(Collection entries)
>>>

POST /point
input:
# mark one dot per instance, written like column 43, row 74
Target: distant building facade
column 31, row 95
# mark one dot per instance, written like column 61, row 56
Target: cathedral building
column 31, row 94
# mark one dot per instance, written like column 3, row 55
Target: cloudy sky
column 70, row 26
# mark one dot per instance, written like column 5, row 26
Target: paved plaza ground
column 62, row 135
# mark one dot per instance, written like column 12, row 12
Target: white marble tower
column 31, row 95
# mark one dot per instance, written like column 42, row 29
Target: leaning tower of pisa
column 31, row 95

<<<
>>>

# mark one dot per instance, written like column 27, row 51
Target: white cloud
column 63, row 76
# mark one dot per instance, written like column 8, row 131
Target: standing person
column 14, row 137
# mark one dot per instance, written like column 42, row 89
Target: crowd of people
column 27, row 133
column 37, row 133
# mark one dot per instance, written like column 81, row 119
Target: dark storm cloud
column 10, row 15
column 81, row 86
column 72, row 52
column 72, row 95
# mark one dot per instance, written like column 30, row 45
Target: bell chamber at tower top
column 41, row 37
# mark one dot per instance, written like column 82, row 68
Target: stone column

<<<

§ **DIRECTIONS**
Can you convert the data between the lines holding "# mark one dot per instance, written like column 81, row" and "Target: stone column", inclusive, into a JSON list of strings with one string per line and blank lines left out?

§ **TASK RESULT**
[
  "# mark one dot per instance, written like column 81, row 119",
  "Target: dark storm cloud",
  "column 10, row 15",
  "column 81, row 86",
  "column 72, row 52",
  "column 72, row 95",
  "# mark one dot per instance, written like column 30, row 45",
  "Target: bell chamber at tower top",
  "column 41, row 37",
  "# mark one dot per instance, written like column 82, row 68",
  "Target: stone column"
]